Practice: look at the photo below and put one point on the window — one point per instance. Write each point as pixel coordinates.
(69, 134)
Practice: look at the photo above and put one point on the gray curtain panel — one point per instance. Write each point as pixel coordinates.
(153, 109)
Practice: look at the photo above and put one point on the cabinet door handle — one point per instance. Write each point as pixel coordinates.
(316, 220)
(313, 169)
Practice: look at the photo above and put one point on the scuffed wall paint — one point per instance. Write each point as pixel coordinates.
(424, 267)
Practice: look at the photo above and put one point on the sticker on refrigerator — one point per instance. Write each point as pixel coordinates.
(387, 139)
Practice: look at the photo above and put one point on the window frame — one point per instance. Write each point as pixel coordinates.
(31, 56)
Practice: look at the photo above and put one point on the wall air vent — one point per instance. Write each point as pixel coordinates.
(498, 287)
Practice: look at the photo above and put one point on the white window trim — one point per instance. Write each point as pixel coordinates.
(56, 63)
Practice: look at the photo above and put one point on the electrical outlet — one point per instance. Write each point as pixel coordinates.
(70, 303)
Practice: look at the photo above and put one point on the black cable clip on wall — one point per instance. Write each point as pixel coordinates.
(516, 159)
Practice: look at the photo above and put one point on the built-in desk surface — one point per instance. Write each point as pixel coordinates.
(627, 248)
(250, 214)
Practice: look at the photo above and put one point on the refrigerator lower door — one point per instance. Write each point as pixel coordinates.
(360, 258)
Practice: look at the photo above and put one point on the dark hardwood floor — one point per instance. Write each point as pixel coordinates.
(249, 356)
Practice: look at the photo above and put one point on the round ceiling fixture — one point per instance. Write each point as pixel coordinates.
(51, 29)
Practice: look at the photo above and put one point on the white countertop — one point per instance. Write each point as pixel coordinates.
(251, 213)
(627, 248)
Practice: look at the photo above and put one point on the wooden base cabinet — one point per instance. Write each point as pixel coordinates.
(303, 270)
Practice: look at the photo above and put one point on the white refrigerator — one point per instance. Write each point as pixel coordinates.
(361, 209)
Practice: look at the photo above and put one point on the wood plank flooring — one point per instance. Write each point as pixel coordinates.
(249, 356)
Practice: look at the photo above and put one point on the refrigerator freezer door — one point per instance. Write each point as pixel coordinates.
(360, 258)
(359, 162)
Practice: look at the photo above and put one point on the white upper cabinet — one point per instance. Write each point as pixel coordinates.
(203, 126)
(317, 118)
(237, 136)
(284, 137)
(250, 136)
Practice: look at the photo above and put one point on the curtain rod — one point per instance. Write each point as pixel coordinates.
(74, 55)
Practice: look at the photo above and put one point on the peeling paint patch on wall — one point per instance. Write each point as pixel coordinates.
+ + +
**WHAT IS REQUIRED**
Each entry in the listing is to be output exactly as given.

**PROBLEM SOLUTION**
Practice: look at the photo below and put one point on the window — one point per instance. Write each point as pixel coordinates.
(69, 134)
Practice: look at the photo above and put one point on the gray curtain panel — one point per instance. Write each point as pixel coordinates.
(153, 109)
Practice: look at the photo above and put one point on the cabinet door handle — one point per instance. Write each point as pixel coordinates.
(316, 220)
(313, 169)
Practice: look at the photo above and put one point on the scuffed wall paint — one point per instance. Write each point as pixel coordinates.
(424, 267)
Practice: look at the photo above and put one point on the sticker on refrigerator — one point per instance. Write each point as pixel coordinates.
(387, 139)
Practice: look at the photo above and put one point on the window frame — one point per instance. Write each point as pixel coordinates.
(31, 56)
Practice: look at the photo above and put one point on the wall air vent — one point per instance. Write each point as pixel coordinates.
(498, 287)
Practice: look at the photo above and put one point on the white window trim — one point per instance. Write each point as pixel coordinates.
(56, 63)
Practice: look at the photo above and put one point on the electrical outlet — one point per instance. Write each point as pixel coordinates.
(70, 303)
Practice: look at the photo above and put one point on the black cable clip on wall — one point per instance. Write each point as pixel coordinates.
(516, 159)
Practice: look at the photo above and put one point on the built-in desk surface — one point per instance. Write each point as pixel coordinates.
(627, 248)
(250, 214)
Practice: look at the photo above and put one point on the refrigerator lower door — one point per instance. Write each point as pixel coordinates.
(360, 258)
Practice: look at the photo above and put one point on the dark hardwood floor — one point per instance. Write each point as pixel coordinates.
(249, 356)
Practice: look at the photo above and put one point on the round ceiling fixture — one point per instance. Write each point as pixel coordinates.
(51, 29)
Practice: look at the photo above and put one point on the white countertop — one point per instance. Write each point as pixel coordinates.
(251, 213)
(627, 248)
Practice: look at the photo above and put one point on the wooden base cabinet — one point per instance. Write each point as pixel coordinates.
(303, 270)
Practice: look at the photo above and put one point on the white refrigerator — one point per instance. Write each point as pixel coordinates.
(361, 209)
Practice: look at the photo above and put one point on the wood plank flooring — one point per instance. Write each point as pixel coordinates.
(249, 356)
Practice: look at the photo above and put one point on the refrigerator freezer door — one point per instance. Write each point as pixel coordinates.
(360, 258)
(359, 162)
Practice: look at the photo above and put one point on the white upper cabinet — one point per instance. Write each point as pixel coordinates.
(203, 126)
(317, 118)
(237, 136)
(284, 137)
(250, 136)
Practice: look at the photo above and put one point on the curtain rod — one point per instance. Write each point as pixel coordinates.
(74, 55)
Practice: look at the photo above and put one point on the peeling paint patch on wall — one point per instance. Write each point as pixel coordinates.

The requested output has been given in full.